━━━ RECORDS TO USE ━━━

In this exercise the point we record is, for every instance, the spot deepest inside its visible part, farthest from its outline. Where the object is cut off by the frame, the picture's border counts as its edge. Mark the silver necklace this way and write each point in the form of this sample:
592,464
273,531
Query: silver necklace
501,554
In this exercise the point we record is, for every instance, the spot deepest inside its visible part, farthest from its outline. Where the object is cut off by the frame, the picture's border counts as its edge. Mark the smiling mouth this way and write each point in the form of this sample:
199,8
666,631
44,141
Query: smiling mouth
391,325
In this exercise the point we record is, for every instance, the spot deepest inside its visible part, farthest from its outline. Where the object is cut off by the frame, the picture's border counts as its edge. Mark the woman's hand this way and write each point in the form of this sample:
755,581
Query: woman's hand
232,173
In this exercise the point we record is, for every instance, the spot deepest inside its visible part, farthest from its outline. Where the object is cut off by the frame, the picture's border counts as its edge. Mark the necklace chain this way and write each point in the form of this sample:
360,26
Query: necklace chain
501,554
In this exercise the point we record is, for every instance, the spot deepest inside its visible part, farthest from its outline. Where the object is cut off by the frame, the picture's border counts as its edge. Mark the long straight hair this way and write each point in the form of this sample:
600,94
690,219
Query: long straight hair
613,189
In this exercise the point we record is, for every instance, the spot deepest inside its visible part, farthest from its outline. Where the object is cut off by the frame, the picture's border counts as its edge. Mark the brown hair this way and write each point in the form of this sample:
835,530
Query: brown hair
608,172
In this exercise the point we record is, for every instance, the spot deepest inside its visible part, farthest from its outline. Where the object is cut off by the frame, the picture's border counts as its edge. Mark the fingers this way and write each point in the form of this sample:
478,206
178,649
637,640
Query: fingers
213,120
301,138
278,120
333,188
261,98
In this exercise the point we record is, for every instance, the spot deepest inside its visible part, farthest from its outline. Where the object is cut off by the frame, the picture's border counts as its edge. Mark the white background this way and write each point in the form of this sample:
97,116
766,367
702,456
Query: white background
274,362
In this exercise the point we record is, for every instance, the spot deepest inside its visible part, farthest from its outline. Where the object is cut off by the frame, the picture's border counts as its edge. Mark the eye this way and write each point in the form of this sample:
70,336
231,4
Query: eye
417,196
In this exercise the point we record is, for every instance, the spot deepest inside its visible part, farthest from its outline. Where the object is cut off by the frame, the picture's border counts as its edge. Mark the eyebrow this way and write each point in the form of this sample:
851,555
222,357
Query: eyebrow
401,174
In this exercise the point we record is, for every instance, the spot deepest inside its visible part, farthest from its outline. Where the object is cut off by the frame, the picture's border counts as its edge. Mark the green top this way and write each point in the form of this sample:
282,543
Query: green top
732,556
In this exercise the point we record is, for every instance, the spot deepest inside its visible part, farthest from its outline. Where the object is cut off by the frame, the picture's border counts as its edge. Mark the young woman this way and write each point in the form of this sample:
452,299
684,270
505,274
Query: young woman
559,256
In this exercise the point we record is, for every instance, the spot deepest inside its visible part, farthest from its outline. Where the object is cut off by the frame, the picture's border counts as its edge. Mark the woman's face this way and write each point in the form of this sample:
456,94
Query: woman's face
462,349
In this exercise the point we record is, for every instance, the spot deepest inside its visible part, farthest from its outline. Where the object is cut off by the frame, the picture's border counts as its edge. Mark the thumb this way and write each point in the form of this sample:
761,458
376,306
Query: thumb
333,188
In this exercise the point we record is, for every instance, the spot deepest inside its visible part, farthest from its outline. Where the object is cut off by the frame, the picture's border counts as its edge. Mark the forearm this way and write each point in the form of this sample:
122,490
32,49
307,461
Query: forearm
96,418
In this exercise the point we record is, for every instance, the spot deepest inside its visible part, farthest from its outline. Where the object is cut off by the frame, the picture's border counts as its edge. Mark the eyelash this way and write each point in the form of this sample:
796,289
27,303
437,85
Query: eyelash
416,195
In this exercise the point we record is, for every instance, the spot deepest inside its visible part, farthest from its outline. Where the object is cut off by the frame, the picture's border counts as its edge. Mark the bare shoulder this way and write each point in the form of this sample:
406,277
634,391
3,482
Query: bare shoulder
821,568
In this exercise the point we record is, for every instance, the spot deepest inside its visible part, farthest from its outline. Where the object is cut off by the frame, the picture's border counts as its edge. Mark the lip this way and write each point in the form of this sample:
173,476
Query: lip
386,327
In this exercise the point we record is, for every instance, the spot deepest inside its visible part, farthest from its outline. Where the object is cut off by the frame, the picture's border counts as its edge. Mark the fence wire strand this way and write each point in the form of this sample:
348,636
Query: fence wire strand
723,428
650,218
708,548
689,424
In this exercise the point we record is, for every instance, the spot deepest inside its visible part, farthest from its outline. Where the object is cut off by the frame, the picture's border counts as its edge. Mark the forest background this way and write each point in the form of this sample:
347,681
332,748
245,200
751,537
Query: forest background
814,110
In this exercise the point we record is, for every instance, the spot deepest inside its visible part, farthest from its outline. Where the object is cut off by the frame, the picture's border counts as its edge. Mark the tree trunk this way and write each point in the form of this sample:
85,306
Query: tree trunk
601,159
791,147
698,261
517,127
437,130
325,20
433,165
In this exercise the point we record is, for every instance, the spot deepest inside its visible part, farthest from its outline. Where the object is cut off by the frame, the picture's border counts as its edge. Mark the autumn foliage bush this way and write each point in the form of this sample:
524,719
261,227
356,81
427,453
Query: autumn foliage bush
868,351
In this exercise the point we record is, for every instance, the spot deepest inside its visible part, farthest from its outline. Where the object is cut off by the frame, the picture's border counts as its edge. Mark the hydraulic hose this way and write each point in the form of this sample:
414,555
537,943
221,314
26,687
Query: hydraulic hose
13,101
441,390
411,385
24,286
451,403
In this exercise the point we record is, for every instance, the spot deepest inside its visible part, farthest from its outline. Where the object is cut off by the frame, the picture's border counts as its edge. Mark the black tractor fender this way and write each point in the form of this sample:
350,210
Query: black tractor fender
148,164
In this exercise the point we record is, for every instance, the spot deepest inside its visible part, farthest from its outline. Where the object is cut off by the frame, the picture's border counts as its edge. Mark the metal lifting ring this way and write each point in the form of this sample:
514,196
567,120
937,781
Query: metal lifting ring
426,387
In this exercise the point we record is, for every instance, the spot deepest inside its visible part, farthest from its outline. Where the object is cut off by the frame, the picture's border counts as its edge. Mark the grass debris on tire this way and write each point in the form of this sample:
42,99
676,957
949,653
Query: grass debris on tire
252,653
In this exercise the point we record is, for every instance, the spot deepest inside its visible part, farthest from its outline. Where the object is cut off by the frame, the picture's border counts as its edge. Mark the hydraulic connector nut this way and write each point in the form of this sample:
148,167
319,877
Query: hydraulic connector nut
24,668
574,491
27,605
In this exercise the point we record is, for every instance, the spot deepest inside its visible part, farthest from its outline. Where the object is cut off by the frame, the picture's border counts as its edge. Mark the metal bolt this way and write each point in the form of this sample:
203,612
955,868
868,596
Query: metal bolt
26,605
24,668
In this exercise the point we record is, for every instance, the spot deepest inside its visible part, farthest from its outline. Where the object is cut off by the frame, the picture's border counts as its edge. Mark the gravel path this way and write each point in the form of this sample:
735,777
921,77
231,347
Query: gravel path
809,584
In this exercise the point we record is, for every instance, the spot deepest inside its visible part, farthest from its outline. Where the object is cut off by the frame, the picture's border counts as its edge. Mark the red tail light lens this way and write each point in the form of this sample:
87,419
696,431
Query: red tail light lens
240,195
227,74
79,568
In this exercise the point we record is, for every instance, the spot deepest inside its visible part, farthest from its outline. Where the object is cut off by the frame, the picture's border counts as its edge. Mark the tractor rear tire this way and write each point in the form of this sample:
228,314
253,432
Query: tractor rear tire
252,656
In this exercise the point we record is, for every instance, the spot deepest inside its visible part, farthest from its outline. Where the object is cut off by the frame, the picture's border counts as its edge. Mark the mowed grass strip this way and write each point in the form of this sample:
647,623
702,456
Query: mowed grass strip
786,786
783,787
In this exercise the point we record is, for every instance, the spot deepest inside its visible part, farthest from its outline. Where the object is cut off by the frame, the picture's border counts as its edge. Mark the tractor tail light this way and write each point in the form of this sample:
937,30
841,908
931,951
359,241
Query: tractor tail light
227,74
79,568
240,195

━━━

Nothing but the lines from the one with "the tractor tail" to the last line of the data should appear in the answer, each exactly as it stands.

SOLUTION BELOW -
In this exercise the point we record is, for every instance, the spot deepest inside its visible part, farthest from its outline. Where the object is cut off by the frame, the picture's border counts as its edge. Mark the tractor tail light this way and write each point in the form of this sample:
937,30
841,908
931,951
359,241
Query: tractor tail light
227,74
79,568
240,195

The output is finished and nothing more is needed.